-- Directions for this task --
Set down all of the records word for word.

-- Material for this task --

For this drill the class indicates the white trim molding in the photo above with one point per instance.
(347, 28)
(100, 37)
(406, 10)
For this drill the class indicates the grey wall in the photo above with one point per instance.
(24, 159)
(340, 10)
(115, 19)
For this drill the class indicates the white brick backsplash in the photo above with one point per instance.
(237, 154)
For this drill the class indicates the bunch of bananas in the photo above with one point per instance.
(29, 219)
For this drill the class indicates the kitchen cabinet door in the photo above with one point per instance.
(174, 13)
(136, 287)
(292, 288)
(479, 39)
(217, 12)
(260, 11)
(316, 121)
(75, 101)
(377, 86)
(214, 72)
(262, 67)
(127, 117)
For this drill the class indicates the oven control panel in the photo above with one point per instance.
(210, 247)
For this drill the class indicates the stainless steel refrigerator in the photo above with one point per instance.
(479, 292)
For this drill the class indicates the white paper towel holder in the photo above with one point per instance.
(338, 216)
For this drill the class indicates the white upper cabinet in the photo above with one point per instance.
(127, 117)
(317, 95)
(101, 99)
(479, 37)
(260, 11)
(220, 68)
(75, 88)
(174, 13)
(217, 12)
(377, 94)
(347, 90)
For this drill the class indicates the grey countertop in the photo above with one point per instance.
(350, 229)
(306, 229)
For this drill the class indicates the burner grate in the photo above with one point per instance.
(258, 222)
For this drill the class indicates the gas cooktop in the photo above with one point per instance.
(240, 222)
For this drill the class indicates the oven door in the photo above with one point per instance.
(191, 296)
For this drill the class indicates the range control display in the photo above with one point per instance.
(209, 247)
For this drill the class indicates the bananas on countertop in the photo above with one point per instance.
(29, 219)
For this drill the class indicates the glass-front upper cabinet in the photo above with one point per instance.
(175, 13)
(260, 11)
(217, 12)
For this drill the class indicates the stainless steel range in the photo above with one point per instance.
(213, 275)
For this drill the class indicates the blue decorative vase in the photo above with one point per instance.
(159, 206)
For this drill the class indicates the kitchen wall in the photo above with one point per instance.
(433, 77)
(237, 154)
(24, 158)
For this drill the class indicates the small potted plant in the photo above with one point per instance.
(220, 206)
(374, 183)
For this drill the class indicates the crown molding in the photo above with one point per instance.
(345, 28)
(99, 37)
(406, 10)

-- Solution --
For this drill the class indicates the white trim molding in the photo above with one point per instance.
(347, 28)
(100, 37)
(406, 10)
For this drill the class indicates the grey wall in the photo above with one point per instance.
(24, 159)
(340, 10)
(115, 19)
For this drill the class indicates the white brick backsplash in the photo above with one point per instance.
(237, 154)
For this drill the class indicates the bunch of bananas in the photo above with one point per instance.
(29, 219)
For this drill the class indicates the kitchen cabinet door in the photo above with one point per instance.
(174, 13)
(136, 287)
(292, 288)
(479, 39)
(217, 12)
(260, 11)
(316, 121)
(75, 101)
(377, 86)
(214, 72)
(262, 67)
(127, 117)
For this drill the class indicates the oven control panel in the photo above with one point per instance.
(210, 247)
For this drill the class indicates the stainless steel refrigerator in the photo above with one point per instance.
(479, 292)
For this drill the class indicates the white paper towel holder in the photo above with one point per instance.
(338, 216)
For this drill the class indicates the white upper cabinet in the photo above with one point per instance.
(127, 117)
(317, 95)
(101, 99)
(479, 37)
(260, 11)
(220, 68)
(75, 88)
(174, 13)
(217, 12)
(377, 94)
(347, 90)
For this drill the class indicates the grey countertop in the photo above with one point per instance.
(350, 229)
(306, 229)
For this drill the class indicates the burner grate in the photo above with one point per instance.
(258, 222)
For this drill the class indicates the gas cooktop in the photo above with one point per instance.
(240, 222)
For this drill the class indicates the oven door in the photo above with one point per instance.
(191, 296)
For this drill the class indicates the range control display in the photo above with one point per instance.
(209, 247)
For this drill the class indicates the bananas on countertop in the photo above with one point per instance.
(29, 219)
For this drill the class indicates the glass-front upper cabinet in the photo above with one point per instance.
(175, 13)
(260, 11)
(217, 12)
For this drill the class indicates the stainless steel range in the photo above with one point per instance.
(213, 275)
For this drill the class indicates the blue decorative vase in the photo above with one point per instance.
(159, 206)
For this drill the class indicates the kitchen wall in the photo above with one point per instance.
(433, 77)
(237, 154)
(24, 158)
For this drill the class indicates the small potted plant in the photo above with one point per instance.
(220, 206)
(374, 183)
For this drill the class indicates the crown molding in the photo above with one point per instance.
(345, 28)
(99, 37)
(406, 10)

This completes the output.